**Document segment**.
____

PRIMGHAR, Iowa (KCAU) — Diamonds are the toughest material known to mankind and there’s a Siouxland girl who’s living up to her namesake battling cancer and not only participating in 4-H, but taking home titles.

“So this trophy is for my bottle bucket calf, and I got Grand Champion, and this ribbon is for Grand Champion too,” Jewel Hofman said.

Jewel Hofman, an 11-year-old living near Primghar, took home a win her first showing a calf at the O’Brien County Fair and has no plans of slowing down. But Jewel’s hard work began more than a year ago when she received a life-changing diagnosis.

“In April 2020, I was diagnosed with osteosarcoma,” Jewel Hofman said.

On July 31, 2020, Jewel had a below the knee amputation of her left leg, and then she was allowed to come home for a few weeks. And then we had a few more months of chemo after that, with chemo ending the middle of January 2021,” said Sara Hofman, Jewel’s mom.

Sara said getting her daughter’s mobility and independence back was key and being fitted with her prosthetic, named Sunshine, was a huge step. She said finding physical therapist with the skillset Jewel needed just a few miles from home a blessing.

“20 minutes down the road from our house, they had exactly what she needed,” Sara said.

And for any 5th grader, raising an animal from birth to show at the fair is no easy task.

“Jewel has had a rough couple years, and she said she wanted to go into 4-H. So I thought, we’ll start out with a small bottle bucket calf. I didn’t want her to be hauling around a 1,400 pound steer in the ring, so my mom and dad have a cow/calf pair. Their first cow to calf had twins. So we pulled Guapo off, the one twin, and Jewel started taking care of it, bottle feeding it and walking it,” said Jerry Hofman, Jewel’s dad.

“It turned out to be a great thing for Jewel. She could talk to Guapo and he didn’t talk back, and that’s what she needed. She needed someone to be her friend who would just listen, and didn’t have any advice or any answers for her. So Guapo was very therapeutic for her,” Jerry said. “Her being able to walk again, and be able to pull a calf around was very heartwarming for the entire family.”

The tractor pull moment proved to be extra special for the family who was told most pediatric patients with a new prosthetic struggle to ride a bike again, especially to pedal and pull a tractor.

“We’ve been tremendously blessed by our lord and savior, and by our community members, there are a lot of people that go through hard situations that don’t have to comfort of knowing who their savior is and who don’t have the community that we had around here.”

The surrounding communities of Primghar and Sheldon have put up “JEWELSTRONG” signs in their windows. As for Guapo, Jewel said she plans to show him nex year.

“She plans on taking him back to the O’Brien County Fair and show him as a market steer, and I told her from day one that he will get sold next summer, so she should prepare herself for that,” Jerry said.

“You have to spend a lot of time with your calf and you have to talk to it. I tell him to walk and just talk to him,” Jewel said.

Jewel also said that Guapo listens, at least most of the time.

____

**Given information**.
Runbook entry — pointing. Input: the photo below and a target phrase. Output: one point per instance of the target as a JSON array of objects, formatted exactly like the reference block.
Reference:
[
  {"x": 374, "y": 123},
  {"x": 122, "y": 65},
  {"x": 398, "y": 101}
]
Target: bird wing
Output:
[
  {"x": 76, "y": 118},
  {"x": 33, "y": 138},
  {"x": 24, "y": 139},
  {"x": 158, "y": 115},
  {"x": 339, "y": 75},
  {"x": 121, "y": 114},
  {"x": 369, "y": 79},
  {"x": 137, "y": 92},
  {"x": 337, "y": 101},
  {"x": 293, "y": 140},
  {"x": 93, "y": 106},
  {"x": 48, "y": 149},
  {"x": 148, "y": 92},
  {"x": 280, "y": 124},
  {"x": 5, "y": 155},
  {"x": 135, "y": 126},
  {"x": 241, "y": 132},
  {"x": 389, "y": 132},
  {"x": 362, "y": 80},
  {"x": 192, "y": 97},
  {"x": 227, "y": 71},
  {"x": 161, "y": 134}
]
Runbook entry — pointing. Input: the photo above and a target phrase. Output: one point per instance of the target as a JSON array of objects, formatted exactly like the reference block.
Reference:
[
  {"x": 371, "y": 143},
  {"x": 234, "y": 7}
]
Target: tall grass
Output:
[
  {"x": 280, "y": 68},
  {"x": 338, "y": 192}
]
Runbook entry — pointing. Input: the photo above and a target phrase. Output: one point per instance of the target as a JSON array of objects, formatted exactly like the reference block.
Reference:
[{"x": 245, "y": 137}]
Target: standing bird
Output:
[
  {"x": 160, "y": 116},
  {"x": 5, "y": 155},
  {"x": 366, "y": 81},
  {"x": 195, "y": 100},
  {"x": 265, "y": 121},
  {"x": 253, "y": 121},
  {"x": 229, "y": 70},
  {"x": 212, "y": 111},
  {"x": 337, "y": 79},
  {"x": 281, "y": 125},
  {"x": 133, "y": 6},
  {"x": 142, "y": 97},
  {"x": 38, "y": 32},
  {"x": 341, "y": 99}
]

____

**Work request A**.
From the article about Jewel Hofman, copy the passage starting with "PRIMGHAR, Iowa (KCAU)" and going on through "taking home titles.".
**Work request B**.
Sum up the article about Jewel Hofman in two sentences.

**Worked solution A**.
PRIMGHAR, Iowa (KCAU) — Diamonds are the toughest material known to mankind and there’s a Siouxland girl who’s living up to her namesake battling cancer and not only participating in 4-H, but taking home titles.

**Worked solution B**.
Jewel Hofman, an 11-year-old living near Primghar, Iowa, was diagnosed with osteosarcoma in April 2020 and had her left leg amputated below the knee. She then won Grand Champion with her bottle bucket calf, Guapo, the first time she showed a calf at the O'Brien County Fair, and her father said caring for Guapo was therapeutic for her.